• [PROBLEM STATEMENT]
Each entry needs to be reproduced exactly, with none left out.

• [DATA FOR PROCESSING]

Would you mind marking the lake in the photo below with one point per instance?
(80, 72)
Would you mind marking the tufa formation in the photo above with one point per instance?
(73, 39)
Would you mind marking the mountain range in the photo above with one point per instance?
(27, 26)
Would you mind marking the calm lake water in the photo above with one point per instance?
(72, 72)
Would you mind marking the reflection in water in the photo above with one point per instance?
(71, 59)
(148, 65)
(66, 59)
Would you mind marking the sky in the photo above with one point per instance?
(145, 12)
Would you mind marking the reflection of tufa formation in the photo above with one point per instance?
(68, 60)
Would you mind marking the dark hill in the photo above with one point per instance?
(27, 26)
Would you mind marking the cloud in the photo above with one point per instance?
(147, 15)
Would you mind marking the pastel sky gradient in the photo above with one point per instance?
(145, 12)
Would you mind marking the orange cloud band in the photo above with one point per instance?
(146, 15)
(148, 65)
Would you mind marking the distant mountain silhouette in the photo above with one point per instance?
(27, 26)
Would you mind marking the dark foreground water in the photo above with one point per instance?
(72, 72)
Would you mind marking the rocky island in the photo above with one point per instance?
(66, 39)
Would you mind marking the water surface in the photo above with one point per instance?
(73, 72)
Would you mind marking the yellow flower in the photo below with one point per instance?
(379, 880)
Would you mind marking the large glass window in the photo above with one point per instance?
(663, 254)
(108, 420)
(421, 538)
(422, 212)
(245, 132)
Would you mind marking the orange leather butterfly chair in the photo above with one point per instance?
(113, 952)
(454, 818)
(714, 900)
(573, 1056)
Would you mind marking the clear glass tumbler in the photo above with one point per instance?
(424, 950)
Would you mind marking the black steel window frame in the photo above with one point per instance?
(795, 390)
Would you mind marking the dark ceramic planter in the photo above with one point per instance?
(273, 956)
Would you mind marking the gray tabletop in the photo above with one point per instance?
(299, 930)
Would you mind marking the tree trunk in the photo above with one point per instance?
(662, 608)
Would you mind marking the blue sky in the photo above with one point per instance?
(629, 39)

• [EXERCISE ANSWER]
Would you mind marking the lake in the photo below with one point per instance?
(80, 72)
Would you mind marking the tufa formation in the photo above with one point per instance?
(73, 39)
Would you mind marking the mountain range in the photo above with one point per instance?
(27, 26)
Would you mind marking the calm lake water in the photo above with one point per instance?
(72, 72)
Would you mind marking the reflection in water in the photo above with one point per instance?
(71, 59)
(148, 65)
(66, 59)
Would you mind marking the sky in the photo above with one point per instance?
(145, 12)
Would you mind marking the reflection of tufa formation in the photo above with one point per instance?
(68, 60)
Would you mind marking the dark hill in the photo above with one point per instance?
(27, 26)
Would you mind marking the cloud in the photo above with one point per instance?
(147, 15)
Would you mind marking the pastel sky gradient in the photo above with one point per instance?
(145, 12)
Would you mind marking the orange cloud band in the photo above with one point per instance?
(146, 15)
(148, 65)
Would you mind marking the distant mountain silhouette in the photo above with one point per instance?
(27, 26)
Would you mind marking the dark foreground water in the photo above with one point per instance?
(72, 72)
Would you mind marking the rocky island in the photo above with one point per instance?
(66, 39)
Would you mind marking the water surface in the photo above with one point per instance?
(73, 72)
Would you mind marking the yellow flower in the photo below with one point per instance?
(379, 880)
Would you mind marking the large glass window in the photo above with one point per instance?
(663, 254)
(108, 420)
(421, 538)
(422, 212)
(245, 132)
Would you mind marking the orange leather butterfly chair in the photo above with one point per instance?
(113, 952)
(454, 818)
(714, 900)
(573, 1056)
Would you mind marking the clear glass tumbler in the photo above with one point per instance?
(424, 950)
Would you mind marking the black steel window frame in the photo above with one point per instance?
(795, 390)
Would you mind marking the dark ceramic planter in the photo above with one point per instance?
(273, 956)
Would you mind marking the gray tabletop in the photo above with one point per instance?
(299, 930)
Would you mind marking the tree trunk in the photo above with one point per instance?
(662, 608)
Would you mind marking the blue sky in the photo above with one point per instance?
(629, 39)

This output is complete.